> **Trecho do texto**:
= = = = = = =

Inicialmente, esse terceiro subsistema opera praticamente do mesmo modo que o

processo fotográfico tradicional. A câmera do celular é ativada, o usuário (ou o próprio

celular, de forma automática) foca a cena. A abertura da lente determina a quantidade de luz

que atinge o sensor digital. O obturador da câmera determina quanto tempo o sensor é

exposto ao ambiente externo. Esse mesmo sensor captura a imagem, o hardware do celular a processa e armazena seu conteúdo na memória da máquina.

Os elementos internos de uma câmara fotográfica no celular

Seria algo idêntico a uma câmera fotográfica independente não fosse o fato desse

aparato ser parte de algo mais complexo: o celular. À primeira vista, essa afirmação pode

parecer banal, mas esse é um ponto importante. Estamos não apenas diante de uma câmera,

mas de uma que se mistura com uma rede de procedimentos complexos e de capacidades

maiores, oriunda de um aparelho que é na verdade um microcomputador portátil. Desde

2000, quando o primeiro celular com câmera foi vendido no Japão (o Sharp J-SH04 J-Phone),

a tecnologia fotográfica dos aparelhos tem se aprimorado vertiginosamente e hoje tem à sua disposição toda a riqueza de possibilidades da internet.

= = = = = = =

> **Material fornecido**:
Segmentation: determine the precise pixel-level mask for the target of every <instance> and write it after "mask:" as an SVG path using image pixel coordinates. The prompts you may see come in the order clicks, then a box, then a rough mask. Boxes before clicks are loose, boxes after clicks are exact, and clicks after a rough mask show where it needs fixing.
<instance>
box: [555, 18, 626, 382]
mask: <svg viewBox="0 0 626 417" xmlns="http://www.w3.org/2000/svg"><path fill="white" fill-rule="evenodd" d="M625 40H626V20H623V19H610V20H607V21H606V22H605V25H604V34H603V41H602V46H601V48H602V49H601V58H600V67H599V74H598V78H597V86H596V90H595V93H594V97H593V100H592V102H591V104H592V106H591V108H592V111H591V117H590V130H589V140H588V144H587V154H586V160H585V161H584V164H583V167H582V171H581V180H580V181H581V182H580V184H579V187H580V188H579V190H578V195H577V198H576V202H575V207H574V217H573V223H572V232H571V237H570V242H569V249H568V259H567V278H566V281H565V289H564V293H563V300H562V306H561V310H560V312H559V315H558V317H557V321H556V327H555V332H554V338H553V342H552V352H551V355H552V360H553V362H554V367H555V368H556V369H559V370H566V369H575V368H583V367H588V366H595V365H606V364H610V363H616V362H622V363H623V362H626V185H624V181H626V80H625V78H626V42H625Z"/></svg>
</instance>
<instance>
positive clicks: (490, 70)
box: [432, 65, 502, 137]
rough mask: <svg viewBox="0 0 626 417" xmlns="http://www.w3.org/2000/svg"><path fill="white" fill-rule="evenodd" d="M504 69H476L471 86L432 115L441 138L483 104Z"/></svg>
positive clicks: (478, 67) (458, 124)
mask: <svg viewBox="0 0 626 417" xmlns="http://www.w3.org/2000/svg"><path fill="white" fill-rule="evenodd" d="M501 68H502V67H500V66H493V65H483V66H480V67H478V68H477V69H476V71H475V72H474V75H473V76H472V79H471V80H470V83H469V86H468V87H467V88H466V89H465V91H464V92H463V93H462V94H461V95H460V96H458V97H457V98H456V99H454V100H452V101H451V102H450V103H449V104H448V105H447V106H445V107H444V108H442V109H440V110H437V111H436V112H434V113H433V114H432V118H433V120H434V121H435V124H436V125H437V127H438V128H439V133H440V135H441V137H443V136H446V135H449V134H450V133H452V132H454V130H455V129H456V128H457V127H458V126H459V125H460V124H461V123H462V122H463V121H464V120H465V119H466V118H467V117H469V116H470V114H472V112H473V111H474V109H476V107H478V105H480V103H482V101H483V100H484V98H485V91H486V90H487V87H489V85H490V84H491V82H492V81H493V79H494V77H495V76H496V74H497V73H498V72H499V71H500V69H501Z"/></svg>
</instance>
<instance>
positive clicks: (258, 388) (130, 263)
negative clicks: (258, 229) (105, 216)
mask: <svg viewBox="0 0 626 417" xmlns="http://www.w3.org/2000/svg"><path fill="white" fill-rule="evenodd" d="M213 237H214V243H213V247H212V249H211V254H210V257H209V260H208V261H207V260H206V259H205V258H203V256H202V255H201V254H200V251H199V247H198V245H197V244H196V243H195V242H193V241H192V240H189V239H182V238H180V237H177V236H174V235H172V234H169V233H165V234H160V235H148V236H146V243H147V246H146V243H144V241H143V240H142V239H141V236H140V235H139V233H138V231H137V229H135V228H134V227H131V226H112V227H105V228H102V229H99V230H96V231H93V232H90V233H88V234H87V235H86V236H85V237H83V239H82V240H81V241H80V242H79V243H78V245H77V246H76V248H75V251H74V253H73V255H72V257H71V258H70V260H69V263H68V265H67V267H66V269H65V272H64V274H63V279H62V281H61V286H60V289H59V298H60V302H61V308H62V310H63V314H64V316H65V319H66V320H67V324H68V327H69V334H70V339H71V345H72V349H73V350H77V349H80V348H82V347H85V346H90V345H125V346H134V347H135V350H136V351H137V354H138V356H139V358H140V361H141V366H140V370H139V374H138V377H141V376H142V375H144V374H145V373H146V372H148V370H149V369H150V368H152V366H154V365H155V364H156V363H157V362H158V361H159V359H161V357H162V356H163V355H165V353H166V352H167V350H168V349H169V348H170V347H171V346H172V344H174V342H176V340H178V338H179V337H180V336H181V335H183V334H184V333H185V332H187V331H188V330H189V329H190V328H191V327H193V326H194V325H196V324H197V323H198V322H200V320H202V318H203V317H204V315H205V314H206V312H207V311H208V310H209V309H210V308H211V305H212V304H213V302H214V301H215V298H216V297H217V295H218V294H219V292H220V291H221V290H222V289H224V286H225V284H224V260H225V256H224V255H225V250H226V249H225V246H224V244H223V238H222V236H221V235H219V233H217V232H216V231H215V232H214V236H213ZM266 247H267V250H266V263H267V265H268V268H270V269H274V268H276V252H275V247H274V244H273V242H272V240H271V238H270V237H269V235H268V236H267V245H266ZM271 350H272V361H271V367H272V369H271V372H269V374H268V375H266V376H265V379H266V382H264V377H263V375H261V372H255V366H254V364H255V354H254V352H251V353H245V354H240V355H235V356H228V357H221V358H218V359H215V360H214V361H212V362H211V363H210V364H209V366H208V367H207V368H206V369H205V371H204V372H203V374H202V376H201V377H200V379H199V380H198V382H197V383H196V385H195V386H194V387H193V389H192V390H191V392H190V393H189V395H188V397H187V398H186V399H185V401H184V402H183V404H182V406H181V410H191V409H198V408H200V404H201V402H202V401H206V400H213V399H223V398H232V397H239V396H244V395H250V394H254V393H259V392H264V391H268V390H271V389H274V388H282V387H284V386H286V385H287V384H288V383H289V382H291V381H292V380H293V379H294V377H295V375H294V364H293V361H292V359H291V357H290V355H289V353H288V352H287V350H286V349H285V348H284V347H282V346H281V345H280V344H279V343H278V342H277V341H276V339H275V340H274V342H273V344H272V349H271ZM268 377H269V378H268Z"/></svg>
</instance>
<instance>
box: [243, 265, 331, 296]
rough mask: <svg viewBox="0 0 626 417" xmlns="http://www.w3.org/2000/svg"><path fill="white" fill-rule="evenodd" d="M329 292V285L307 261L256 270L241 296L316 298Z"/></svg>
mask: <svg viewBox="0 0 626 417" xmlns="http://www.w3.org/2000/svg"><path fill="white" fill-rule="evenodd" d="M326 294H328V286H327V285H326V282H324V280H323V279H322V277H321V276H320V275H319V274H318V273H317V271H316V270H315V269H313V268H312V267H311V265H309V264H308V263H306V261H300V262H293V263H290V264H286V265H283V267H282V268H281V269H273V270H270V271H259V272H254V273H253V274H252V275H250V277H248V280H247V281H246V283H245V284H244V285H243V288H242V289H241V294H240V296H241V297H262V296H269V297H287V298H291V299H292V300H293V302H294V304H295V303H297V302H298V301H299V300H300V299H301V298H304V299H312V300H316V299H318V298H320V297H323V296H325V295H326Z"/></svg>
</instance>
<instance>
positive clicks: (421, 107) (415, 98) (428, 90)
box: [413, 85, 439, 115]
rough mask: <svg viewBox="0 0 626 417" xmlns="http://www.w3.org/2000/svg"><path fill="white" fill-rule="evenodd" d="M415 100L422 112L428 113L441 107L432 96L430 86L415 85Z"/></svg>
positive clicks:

= = = = = = =

> **Ação necessária**:
Copie do texto sobre a câmera do celular o trecho que começa em "celular, de forma" e segue até "memória da máquina.".

> **Resultado do exercício**:
celular, de forma automática) foca a cena. A abertura da lente determina a quantidade de luz

que atinge o sensor digital. O obturador da câmera determina quanto tempo o sensor é

exposto ao ambiente externo. Esse mesmo sensor captura a imagem, o hardware do celular a processa e armazena seu conteúdo na memória da máquina.